Selection
■ ■ ■ ■
2021 Ford Raptor – First Drive
The original Ford Raptor totally disrupted the off-road truck market. Here was a factory-engineered pickup that had 11.2-inches of travel up front, over 13-inches in the rear, 35-inch tires and a locking rear diff. That stuff was bleeding edge factory off-road tech twelve years ago. And the industry inspired others to follow in the Raptor’s capable footsteps. Just look at all the solid factory 4X4s that have come since from the Chevy ZR2 to the Ram TRX. But when it hit the market in 2010, there were no other vehicles that could come close to the Raptor’s off-road performance. We had a chance to ride along in one of the first Raptor prototypes back in ’09 and we were blown away by the capability. We said, “as the desert opens up into a wide wash, our Raptor hits 80 mph and floats over the terrain. That speed would cripple most trucks out here, but the supple suspension takes the beating and feels remarkably stable too.”
Of course, quite a lot has changed with the Raptor since that first one launched. The next-generation truck which came along in 2017 had to be quicker, more capable and better to drive in every terrain. The only casualty was the loss of the V8 powertrain. Still, the 450 hp Ecoboost V6 provided more of everything compared to the outgoing V8—except perhaps for a more pleasing exhaust note. That impressive second-generation truck had improved wheel travel (13-inches up front and 13.9-inches in the rear, an optional Torsen front diff and further cemented the Raptor’s reputation as the world’s best factory high-speed off-road vehicle.
■ ■ ■ ■
Extracted records
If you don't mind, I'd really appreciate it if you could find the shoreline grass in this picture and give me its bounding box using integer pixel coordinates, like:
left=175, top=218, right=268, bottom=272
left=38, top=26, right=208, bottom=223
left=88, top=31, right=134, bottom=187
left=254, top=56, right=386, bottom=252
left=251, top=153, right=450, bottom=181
■ ■ ■ ■
What you need to do
In the article on the Ford Raptor's first drive, how much front suspension travel did the original Raptor have?

Response to the exercise
It had 11.2 inches of front travel.